◆ **Extracted text**
----------------------------------------

Vita

Fabio Camilletti studied at the Scuola Normale Superiore di Pisa (MA, BA, PhD), at St John’s College, Oxford (visiting student), at the University of Paris IV-Sorbonne (Masters, PhD) and at the University of Birmingham (PhD). He has recently been appointed as assistant professor in Italian at the University of Warwick (starting September 2010). His specialization is nineteenth-century European literature from a comparative point of view.

He mostly worked on the metamorphoses of Dante’s Vita Nova in European culture and on the semantization of memory and historical time in Leopardi. His research interests include Dante, Leopardi, Aby Warburg, courtly/romantic love, literature and psychoanalysis, the uncanny, quotations and literary theory. He is currently working on his second book, titled ‘Dante’s Book of Youth: The Vita Nova and the Nineteenth century (1840-1907)’ (London: igrs books, forthcoming 2011).

The Visual Uncanny
Stendhal Syndrome as a Tension

ICI Project 2008-10

The notion of ‘Stendhal Syndrome’ emerged in the late 1970s to describe the psychosomatic and anxious disease one experiences in beholding a work of art. My research project investigates precisely such an uncanny relationship between image and viewer from a cultural point of view, especially considering how the crucial concepts involved by the notion of ‘Stendhal Syndrome’ – art, image, viewer, uncanny, anxiety – have been questioned and dissected by contemporary theory.

I am therefore focusing on the ambiguous role played by images at the intersection of literature, psychoanalysis and aesthetics in the nineteenth and early twentieth centuries. By considering the complex genealogy of the notion of ‘imago’ in Western European cultural history, I analyze how the supernatural traditionally connected with images is metamorphosed, after the paradigmatic break known as the Enlightenment, in an uncanny and disturbing uncertainty.

----------------------------------------

◆ **Problem description**
According to the Vita text, when was Fabio Camilletti to start as assistant professor in Italian at the University of Warwick? Rely only on the text above for what follows.

◆ **Dataset records**
----------------------------------------

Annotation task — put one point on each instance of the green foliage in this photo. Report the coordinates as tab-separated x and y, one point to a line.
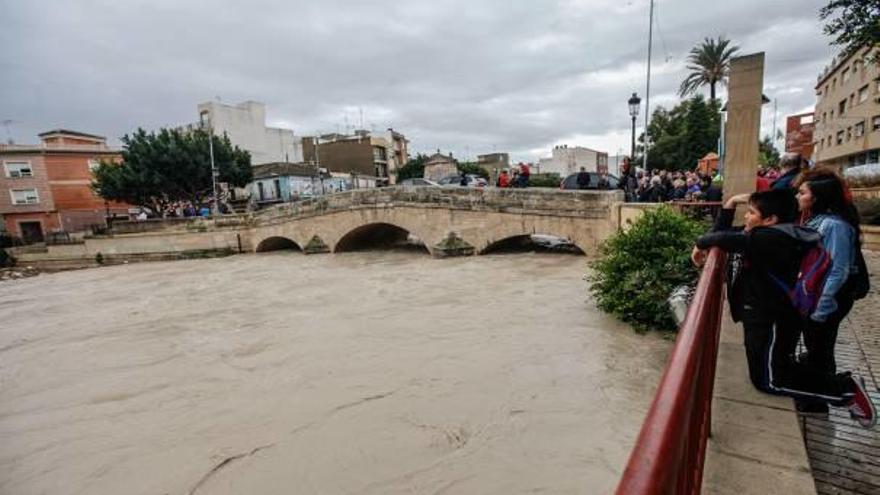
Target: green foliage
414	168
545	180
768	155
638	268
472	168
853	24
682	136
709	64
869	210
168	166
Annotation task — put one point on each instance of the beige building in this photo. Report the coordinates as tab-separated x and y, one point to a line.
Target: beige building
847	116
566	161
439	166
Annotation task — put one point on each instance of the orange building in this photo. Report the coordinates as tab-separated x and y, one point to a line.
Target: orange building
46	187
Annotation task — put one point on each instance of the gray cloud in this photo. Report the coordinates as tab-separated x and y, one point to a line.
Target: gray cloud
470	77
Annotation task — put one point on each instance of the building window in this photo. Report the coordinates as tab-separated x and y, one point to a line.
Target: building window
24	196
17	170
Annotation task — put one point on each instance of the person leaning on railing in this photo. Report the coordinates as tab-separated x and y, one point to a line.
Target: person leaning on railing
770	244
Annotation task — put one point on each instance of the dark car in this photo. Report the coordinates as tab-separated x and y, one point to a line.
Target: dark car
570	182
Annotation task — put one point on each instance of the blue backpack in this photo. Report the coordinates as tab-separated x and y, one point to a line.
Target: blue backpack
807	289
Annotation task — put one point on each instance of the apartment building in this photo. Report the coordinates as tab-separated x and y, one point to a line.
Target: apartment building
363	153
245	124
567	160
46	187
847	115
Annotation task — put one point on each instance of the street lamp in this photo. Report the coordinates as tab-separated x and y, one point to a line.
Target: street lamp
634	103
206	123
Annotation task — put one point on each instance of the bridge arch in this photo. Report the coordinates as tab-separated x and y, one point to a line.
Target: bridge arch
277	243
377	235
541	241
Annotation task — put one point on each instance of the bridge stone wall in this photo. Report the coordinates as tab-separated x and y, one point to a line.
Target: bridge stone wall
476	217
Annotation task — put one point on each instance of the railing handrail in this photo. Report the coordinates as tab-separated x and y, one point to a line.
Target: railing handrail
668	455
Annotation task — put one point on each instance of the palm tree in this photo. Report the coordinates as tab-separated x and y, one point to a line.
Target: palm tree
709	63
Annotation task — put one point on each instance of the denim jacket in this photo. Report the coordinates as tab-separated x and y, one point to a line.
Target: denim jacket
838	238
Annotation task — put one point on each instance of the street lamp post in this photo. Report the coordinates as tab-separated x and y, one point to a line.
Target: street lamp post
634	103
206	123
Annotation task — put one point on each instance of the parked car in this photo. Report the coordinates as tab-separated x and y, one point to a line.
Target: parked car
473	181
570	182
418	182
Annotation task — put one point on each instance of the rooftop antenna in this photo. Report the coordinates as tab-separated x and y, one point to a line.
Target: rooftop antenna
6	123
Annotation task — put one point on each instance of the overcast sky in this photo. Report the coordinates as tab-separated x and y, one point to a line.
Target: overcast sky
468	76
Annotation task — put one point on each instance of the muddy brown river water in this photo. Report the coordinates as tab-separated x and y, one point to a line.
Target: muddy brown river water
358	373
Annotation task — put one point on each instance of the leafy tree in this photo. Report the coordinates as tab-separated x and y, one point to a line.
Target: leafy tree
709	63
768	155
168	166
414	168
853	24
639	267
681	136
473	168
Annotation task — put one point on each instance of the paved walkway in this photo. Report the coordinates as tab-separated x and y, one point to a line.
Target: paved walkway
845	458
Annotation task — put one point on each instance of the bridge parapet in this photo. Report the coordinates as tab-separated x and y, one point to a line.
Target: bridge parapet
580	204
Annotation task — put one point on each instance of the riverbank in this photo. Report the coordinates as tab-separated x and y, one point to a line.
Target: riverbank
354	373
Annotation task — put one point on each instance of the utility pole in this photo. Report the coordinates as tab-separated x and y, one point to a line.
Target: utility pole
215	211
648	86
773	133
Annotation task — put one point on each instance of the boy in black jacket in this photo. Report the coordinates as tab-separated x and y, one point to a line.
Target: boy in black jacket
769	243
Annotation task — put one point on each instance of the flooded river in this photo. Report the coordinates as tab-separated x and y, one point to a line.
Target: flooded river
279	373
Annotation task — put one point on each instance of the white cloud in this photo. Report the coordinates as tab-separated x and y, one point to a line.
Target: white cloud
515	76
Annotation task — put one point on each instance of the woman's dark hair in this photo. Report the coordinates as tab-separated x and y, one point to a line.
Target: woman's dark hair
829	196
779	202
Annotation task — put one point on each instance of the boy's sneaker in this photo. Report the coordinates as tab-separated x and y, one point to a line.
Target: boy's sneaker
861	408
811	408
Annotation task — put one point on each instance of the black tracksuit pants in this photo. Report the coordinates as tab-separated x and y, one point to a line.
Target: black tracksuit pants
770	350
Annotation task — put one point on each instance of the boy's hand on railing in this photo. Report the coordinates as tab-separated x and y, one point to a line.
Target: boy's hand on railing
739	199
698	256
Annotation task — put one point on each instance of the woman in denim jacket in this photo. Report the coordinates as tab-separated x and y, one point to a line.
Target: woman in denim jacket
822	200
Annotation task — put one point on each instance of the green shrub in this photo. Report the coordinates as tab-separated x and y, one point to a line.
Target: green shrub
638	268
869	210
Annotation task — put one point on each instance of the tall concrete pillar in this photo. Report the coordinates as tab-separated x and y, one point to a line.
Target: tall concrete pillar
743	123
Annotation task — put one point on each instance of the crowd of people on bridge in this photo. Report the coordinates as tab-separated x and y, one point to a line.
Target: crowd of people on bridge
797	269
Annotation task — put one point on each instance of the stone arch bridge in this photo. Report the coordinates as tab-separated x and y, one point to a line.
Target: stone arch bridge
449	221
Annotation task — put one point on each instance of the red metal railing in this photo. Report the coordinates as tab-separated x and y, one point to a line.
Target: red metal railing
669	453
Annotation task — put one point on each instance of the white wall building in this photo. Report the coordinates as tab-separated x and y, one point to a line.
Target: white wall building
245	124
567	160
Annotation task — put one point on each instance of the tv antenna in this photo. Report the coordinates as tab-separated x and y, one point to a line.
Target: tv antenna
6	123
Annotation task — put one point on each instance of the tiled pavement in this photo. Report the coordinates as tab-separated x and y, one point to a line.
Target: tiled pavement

----------------------------------------

◆ **Response below**
September 2010.